═════ DATA

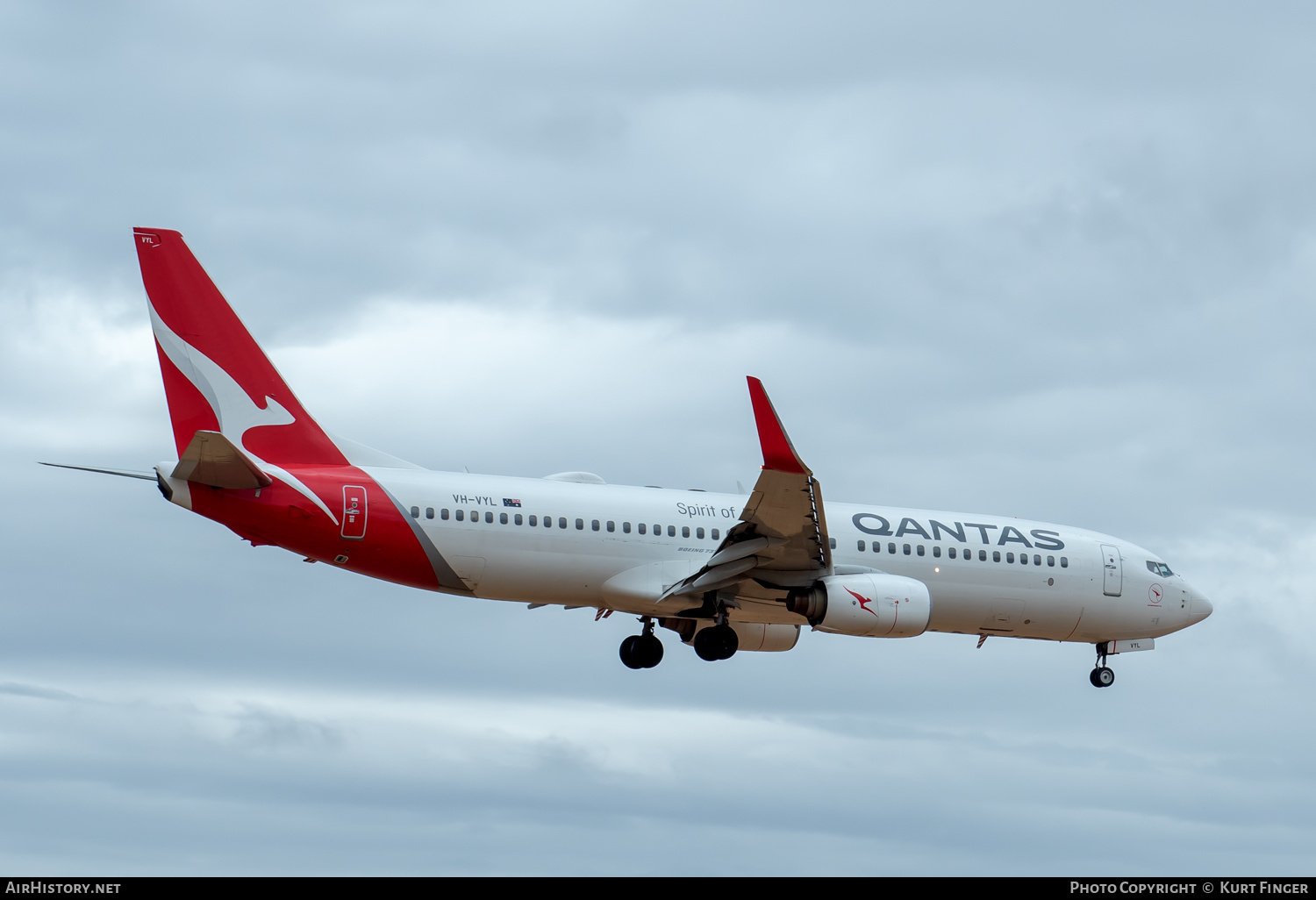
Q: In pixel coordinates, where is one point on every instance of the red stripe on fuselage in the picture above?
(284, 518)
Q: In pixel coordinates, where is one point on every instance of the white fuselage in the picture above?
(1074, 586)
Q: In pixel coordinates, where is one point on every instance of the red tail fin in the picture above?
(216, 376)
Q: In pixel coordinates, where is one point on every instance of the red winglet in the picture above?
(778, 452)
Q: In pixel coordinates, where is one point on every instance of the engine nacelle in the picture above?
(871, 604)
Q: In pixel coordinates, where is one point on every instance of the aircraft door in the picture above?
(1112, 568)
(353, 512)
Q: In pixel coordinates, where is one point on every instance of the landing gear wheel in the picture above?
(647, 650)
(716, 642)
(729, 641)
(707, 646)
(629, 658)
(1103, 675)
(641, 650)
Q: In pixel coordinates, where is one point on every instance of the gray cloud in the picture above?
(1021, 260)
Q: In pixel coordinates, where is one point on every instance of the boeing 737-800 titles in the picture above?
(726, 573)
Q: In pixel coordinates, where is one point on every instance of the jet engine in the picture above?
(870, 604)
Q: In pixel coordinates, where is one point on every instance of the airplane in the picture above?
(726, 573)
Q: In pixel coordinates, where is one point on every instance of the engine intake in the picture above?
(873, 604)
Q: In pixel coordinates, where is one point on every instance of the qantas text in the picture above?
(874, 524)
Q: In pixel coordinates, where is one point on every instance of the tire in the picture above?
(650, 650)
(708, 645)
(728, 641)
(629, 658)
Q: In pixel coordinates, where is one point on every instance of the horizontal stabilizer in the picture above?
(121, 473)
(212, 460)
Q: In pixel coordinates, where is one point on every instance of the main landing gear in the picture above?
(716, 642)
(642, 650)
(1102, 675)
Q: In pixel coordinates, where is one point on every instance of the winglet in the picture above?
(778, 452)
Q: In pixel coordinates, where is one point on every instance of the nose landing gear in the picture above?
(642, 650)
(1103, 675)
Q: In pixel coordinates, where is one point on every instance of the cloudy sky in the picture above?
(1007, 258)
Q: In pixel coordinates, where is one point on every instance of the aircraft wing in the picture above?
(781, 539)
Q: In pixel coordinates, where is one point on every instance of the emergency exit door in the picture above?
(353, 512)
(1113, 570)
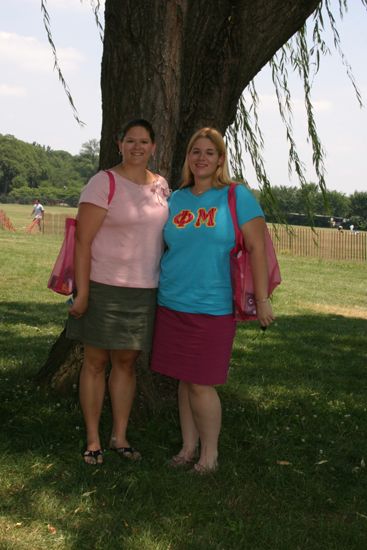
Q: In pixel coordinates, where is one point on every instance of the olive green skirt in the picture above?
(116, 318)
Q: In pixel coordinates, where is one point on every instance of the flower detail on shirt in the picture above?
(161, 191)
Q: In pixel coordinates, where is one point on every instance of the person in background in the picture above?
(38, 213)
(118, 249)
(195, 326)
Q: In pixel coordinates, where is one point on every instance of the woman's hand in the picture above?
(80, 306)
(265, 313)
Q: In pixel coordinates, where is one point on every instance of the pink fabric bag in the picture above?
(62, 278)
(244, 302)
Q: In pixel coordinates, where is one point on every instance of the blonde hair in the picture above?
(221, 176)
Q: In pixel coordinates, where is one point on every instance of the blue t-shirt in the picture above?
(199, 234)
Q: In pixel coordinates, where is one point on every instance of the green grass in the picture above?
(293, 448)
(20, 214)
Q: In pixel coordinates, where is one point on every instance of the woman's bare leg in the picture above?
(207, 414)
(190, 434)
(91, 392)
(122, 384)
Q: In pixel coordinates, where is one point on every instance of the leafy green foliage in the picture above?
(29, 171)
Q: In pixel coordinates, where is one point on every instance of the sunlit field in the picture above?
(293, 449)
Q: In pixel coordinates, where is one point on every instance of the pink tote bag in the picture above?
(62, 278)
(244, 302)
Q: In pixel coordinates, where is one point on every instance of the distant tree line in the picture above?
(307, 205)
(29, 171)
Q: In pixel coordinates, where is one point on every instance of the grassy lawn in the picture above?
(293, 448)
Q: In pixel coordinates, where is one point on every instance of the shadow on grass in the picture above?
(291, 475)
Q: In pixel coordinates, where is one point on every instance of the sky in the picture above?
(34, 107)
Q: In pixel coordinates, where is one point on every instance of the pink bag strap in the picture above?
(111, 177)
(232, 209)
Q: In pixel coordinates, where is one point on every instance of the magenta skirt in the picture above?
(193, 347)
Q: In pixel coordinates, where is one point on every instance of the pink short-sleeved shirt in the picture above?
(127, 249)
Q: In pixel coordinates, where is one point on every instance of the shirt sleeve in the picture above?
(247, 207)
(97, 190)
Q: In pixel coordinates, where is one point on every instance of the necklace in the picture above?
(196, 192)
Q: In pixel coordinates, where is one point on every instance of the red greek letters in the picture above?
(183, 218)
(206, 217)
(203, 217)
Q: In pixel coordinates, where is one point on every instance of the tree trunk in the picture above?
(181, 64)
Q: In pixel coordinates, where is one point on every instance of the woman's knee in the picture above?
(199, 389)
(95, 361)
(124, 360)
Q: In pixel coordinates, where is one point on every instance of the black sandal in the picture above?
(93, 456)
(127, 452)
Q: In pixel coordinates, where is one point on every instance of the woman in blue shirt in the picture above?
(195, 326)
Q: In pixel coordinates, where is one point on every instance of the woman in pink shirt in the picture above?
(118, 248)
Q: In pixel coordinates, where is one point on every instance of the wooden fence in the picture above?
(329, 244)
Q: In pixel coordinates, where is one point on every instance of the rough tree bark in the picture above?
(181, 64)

══════════

WHAT TO WORK ON.
A faithful copy of the data is required: each word kept, each picture omitted.

YOUR RESPONSE.
Q: In pixel coordinates, where is one point on every instance of the red stripe on fuselage in the picture above?
(284, 518)
Q: In pixel coordinates, where is one point on every instance of the white fuselage in the picture above?
(1074, 586)
Q: In pixel coordinates, where is one point on every instance of the red tail fin in the picture above?
(216, 376)
Q: In pixel coordinates, where is one point on every instance of the red winglet in the picture above?
(778, 452)
Q: In pixel coordinates, where is one point on every instance of the engine nacelle in the picture above?
(871, 604)
Q: In pixel coordinates, where is one point on every instance of the aircraft door in the picture above?
(1112, 568)
(353, 512)
Q: In pixel coordinates, where is one point on every instance of the landing gear wheel in the picture above?
(647, 650)
(716, 642)
(729, 641)
(707, 646)
(629, 658)
(1103, 675)
(641, 650)
Q: In pixel coordinates, where is one point on every instance of the gray cloud in the picture above?
(1021, 260)
Q: In pixel coordinates, where is one point on every instance of the boeing 737-800 titles in the picture above?
(726, 573)
Q: In pixel coordinates, where is one point on every instance of the jet engine in the picture above?
(870, 604)
Q: In pixel coordinates, where is one point on every instance of the airplane in the picture above?
(726, 573)
Q: In pixel coordinates, where is one point on every instance of the engine intake in the picture above?
(873, 604)
Q: In pixel coordinates, where is one point on every instance of the qantas text in the picture above?
(874, 524)
Q: In pixel coordinates, where is one point on every instance of the tire in the picture above?
(650, 650)
(708, 645)
(728, 641)
(629, 658)
Q: In pixel coordinates, where is one point on every instance of the horizontal stabilizer in the picture above?
(121, 473)
(212, 460)
Q: In pixel coordinates, where is one point on every instance of the main landing gear in the picture above?
(716, 642)
(642, 650)
(1102, 675)
Q: In pixel coordinates, where is one point on every instance of the winglet in the picture above?
(778, 452)
Q: In pixel coordinates, where is one point on every instance of the nose landing gear in the picture above?
(642, 650)
(1103, 675)
Q: In pixel coordinates, where is one point on every instance of the cloudy sky in the picture above?
(1007, 258)
Q: In pixel coordinates, where is one point on every instance of the aircraft wing in the picture above?
(781, 539)
Q: In pixel coordinates, where is one point on every instance of the emergency exit door in the picture above?
(353, 512)
(1113, 570)
Q: In pixel coordinates, where is one point on every instance of the olive green skirt in the picture above?
(116, 318)
Q: In pixel coordinates, where is one point on every instance of the flower detail on shirt in the picture above?
(161, 191)
Q: In pixel coordinates, where is one point on every instance of the person in background in the picture above?
(38, 213)
(118, 249)
(195, 326)
Q: In pixel coordinates, where is one point on every instance of the woman's hand in the picture above?
(80, 306)
(265, 313)
Q: In pixel coordinates, where is one point on every instance of the pink fabric bag in the picture above?
(62, 278)
(244, 302)
Q: In pixel coordinates, where is one point on every instance of the blonde hair in the picture above?
(221, 176)
Q: In pixel coordinates, where is one point on every instance of the blue t-shirt in the picture above?
(199, 234)
Q: In pixel coordinates, where is one point on every instance of the green grass in the picture above?
(293, 448)
(20, 214)
Q: In pixel coordinates, where is one point on every instance of the woman's bare leg in the picture above?
(207, 414)
(190, 434)
(91, 392)
(122, 384)
Q: In pixel coordinates, where is one point on every instance of the leafy green foliage in the picture above?
(29, 171)
Q: In pixel coordinates, where is one point on every instance of the sunlit field in the picture above?
(293, 449)
Q: In pixel coordinates, where is one point on every instance of the pink tote bag in the picture above?
(62, 278)
(244, 302)
Q: In pixel coordinates, where is one point on every instance of the distant tree line in the picture above?
(307, 205)
(29, 171)
Q: In pixel coordinates, where is one point on every instance of the grassy lawn in the picture above?
(293, 448)
Q: In pixel coordinates, where is one point on every instance of the shadow on grass in the picture above?
(291, 475)
Q: In pixel coordinates, where is one point on every instance of the sky in the picture above?
(34, 107)
Q: In pixel coordinates, where is one point on every instance of the pink bag strap in the picture above?
(111, 177)
(232, 209)
Q: In pixel coordinates, where is one point on every instance of the magenta skirt in the picture above?
(193, 347)
Q: In pixel coordinates, where is one point on every instance of the pink short-sleeved shirt in the picture above?
(127, 249)
Q: In pixel coordinates, where is one point on every instance of the shirt sleeve in the picture above?
(247, 207)
(97, 190)
Q: In pixel coordinates, where is one point on every instance of the necklace in the picture above?
(196, 192)
Q: In pixel coordinates, where is one point on every instance of the red greek letters in the picture above?
(183, 218)
(206, 217)
(203, 217)
Q: In pixel coordinates, where is one point on every instance of the tree trunk in the picture above?
(181, 64)
Q: In pixel coordinates, where is one point on every instance of the woman's knee in the picture above?
(199, 389)
(95, 361)
(124, 360)
Q: In pixel coordinates, where is one point on every instance of the black sandal in the picture above?
(93, 456)
(127, 452)
Q: In pixel coordinates, where is one point on every instance of the woman in blue shirt in the picture above?
(195, 326)
Q: In pixel coordinates, where is one point on every instance of the woman in pink shirt in the picture above?
(118, 248)
Q: In pixel coordinates, where is one point on every instance of the wooden fence in the picture above?
(329, 244)
Q: In pixel coordinates, where is one point on every instance of the rough tree bark in the picture above?
(181, 64)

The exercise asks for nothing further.